JOB =
Render the material below as a Markdown table with two columns, Row and Line: put each line's number in Row and the line itself in Line, and omit blank lines.
=-=-=-=-=
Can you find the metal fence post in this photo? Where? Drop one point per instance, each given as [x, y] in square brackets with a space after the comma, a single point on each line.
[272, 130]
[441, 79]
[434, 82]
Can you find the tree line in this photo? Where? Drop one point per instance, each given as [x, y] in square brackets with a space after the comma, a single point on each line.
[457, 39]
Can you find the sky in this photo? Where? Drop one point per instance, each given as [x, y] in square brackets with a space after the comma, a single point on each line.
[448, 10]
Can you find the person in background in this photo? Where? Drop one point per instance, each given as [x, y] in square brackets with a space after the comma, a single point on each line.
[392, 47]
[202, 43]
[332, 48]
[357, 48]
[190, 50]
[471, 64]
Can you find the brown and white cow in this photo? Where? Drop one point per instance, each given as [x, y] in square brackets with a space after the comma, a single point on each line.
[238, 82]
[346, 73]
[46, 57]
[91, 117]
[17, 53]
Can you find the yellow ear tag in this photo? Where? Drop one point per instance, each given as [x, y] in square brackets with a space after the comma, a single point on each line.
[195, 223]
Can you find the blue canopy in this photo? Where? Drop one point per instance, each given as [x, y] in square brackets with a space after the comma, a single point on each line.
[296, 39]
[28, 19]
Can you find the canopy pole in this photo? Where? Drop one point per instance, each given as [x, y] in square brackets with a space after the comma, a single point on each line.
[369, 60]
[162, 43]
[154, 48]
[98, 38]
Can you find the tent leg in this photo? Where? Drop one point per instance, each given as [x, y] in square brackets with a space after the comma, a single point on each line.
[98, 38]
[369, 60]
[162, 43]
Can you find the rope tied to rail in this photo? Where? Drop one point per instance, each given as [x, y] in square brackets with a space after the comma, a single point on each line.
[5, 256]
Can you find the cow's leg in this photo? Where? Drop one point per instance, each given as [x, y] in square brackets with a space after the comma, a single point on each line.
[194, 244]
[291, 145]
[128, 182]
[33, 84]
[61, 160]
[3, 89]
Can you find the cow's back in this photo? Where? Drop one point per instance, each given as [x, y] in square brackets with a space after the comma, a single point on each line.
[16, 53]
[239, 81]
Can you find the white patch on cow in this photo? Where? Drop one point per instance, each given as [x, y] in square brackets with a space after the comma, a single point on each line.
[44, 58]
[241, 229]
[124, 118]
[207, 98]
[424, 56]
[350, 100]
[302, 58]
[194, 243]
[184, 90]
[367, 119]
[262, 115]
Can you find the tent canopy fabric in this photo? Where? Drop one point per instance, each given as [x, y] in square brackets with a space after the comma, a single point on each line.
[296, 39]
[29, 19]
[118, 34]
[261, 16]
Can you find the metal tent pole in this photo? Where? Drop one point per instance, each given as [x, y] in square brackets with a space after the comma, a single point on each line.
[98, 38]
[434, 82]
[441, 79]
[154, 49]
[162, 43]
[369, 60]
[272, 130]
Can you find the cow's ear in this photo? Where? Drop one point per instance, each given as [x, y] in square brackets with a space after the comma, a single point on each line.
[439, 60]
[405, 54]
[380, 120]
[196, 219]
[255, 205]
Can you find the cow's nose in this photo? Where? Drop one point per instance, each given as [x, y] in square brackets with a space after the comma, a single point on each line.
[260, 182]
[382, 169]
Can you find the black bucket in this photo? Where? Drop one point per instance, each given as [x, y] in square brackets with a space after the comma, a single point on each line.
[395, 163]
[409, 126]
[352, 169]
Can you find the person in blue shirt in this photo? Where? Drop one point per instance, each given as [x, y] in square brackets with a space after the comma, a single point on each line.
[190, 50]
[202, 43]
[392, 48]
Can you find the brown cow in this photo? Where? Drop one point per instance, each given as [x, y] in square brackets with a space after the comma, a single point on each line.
=-=-=-=-=
RESULT OF THE EXERCISE =
| Row | Line |
|---|---|
| 1 | Can you find the metal fence post in this photo? Where? Drop one point per instance, each given as [x, y] in square brackets with a space after the comma, a single point on each line. |
| 2 | [272, 130] |
| 3 | [441, 79] |
| 4 | [434, 82] |
| 5 | Can you find the tree line in this photo? Where? Drop one point per instance, each given as [x, y] in square brackets with a space after the comma, a single point on each line. |
| 6 | [457, 39] |
| 7 | Can you find the sky in this photo? Where? Drop one point per instance, each given as [x, y] in square brackets with a space after the comma, a single point on each line. |
| 8 | [448, 10] |
| 9 | Can you find the person in background in this photo? Where? Drop one point per instance, each given as [x, y] in square brackets with a space after the comma, a single point on each line. |
| 10 | [392, 47] |
| 11 | [202, 43] |
| 12 | [332, 48] |
| 13 | [357, 48] |
| 14 | [190, 50] |
| 15 | [471, 64] |
| 16 | Can you find the brown and white cow in this photo? Where? Drop one point per instance, each given as [x, y] in square brackets with a space after the comma, a single point on each line. |
| 17 | [238, 82] |
| 18 | [346, 73] |
| 19 | [46, 57] |
| 20 | [91, 117] |
| 21 | [17, 53] |
| 22 | Can you find the yellow ear tag in this photo? Where? Drop one point per instance, each given as [x, y] in square brackets with a space after the comma, a single point on each line. |
| 23 | [195, 223] |
| 24 | Can you find the blue canopy in this photo? Where? Drop one point per instance, each given as [x, y] in square brackets with a space after the comma, a single point on each line. |
| 25 | [296, 39] |
| 26 | [28, 19] |
| 27 | Can you find the canopy pole in this photo? Where? Drop one point per instance, each given as [x, y] in square brackets with a space after the comma, a single point on each line. |
| 28 | [369, 60] |
| 29 | [162, 43] |
| 30 | [154, 48] |
| 31 | [98, 38] |
| 32 | Can you find the tent leg in this photo? Where? Drop one point per instance, each given as [x, y] in square brackets with a space after the comma, a single point on each line. |
| 33 | [98, 38] |
| 34 | [369, 60] |
| 35 | [162, 43] |
| 36 | Can you find the rope tied to rail in this photo? Where? Drop one point per instance, each given as [x, y] in square brackets with a space after the comma, a single point on each line. |
| 37 | [5, 256] |
| 38 | Can you find the cow's leg in this photo? Where? Drop one point per instance, each given as [x, y] in square brackets with a space after the comma, a single point on each line. |
| 39 | [194, 244] |
| 40 | [291, 145] |
| 41 | [128, 182] |
| 42 | [33, 84] |
| 43 | [61, 160] |
| 44 | [3, 89] |
| 45 | Can you find the cow's back in this photo? Where? Drop one point per instance, each given as [x, y] in square brackets with a space after the comma, a single point on each line. |
| 46 | [16, 53] |
| 47 | [239, 81] |
| 48 | Can you find the white patch on cow in this photo? Where? Drop one point per instance, each given as [x, y] in square brackets with a space after the comma, a single point on each line. |
| 49 | [44, 58] |
| 50 | [241, 229] |
| 51 | [124, 118] |
| 52 | [207, 98] |
| 53 | [424, 56] |
| 54 | [350, 100] |
| 55 | [302, 58] |
| 56 | [194, 243] |
| 57 | [184, 90] |
| 58 | [367, 119] |
| 59 | [262, 115] |
| 60 | Can you find the tent canopy fabric in this photo? Where? Drop one point per instance, each given as [x, y] in square brackets with a space after the comma, a single point on each line. |
| 61 | [296, 39] |
| 62 | [29, 19] |
| 63 | [118, 34] |
| 64 | [261, 16] |
| 65 | Can you find the metal tent pole in this photo? Where? Drop one point per instance, each given as [x, y] in square brackets with a space after the comma, a single point on each line. |
| 66 | [98, 38] |
| 67 | [434, 82] |
| 68 | [441, 79] |
| 69 | [154, 49] |
| 70 | [162, 43] |
| 71 | [369, 60] |
| 72 | [272, 130] |
| 73 | Can you find the cow's ear in this photo? Where? Drop one point per instance, each given as [x, y] in square brackets with a space after the comma, a single point on each line. |
| 74 | [439, 60] |
| 75 | [405, 54] |
| 76 | [380, 120] |
| 77 | [196, 219] |
| 78 | [255, 205] |
| 79 | Can you find the cow's nose in this photo? Where? Drop one point per instance, each given as [x, y] in square brackets with a space after the comma, a single point on each line. |
| 80 | [260, 182] |
| 81 | [382, 169] |
| 82 | Can you find the black bucket in this photo? Where? Drop one point per instance, each given as [x, y] in square brackets with a space after the comma, a single point on each line. |
| 83 | [395, 163] |
| 84 | [409, 126] |
| 85 | [352, 169] |
| 86 | Can you find the person in blue shirt in this photo? Where? Drop one point per instance, each given as [x, y] in square brackets with a space after the comma, a single point on each line. |
| 87 | [190, 50] |
| 88 | [202, 43] |
| 89 | [392, 48] |
| 90 | Can you find the brown cow in this photo? Where? Drop one point per instance, each given as [x, y] in square brackets with a space after the comma, a single point on each line. |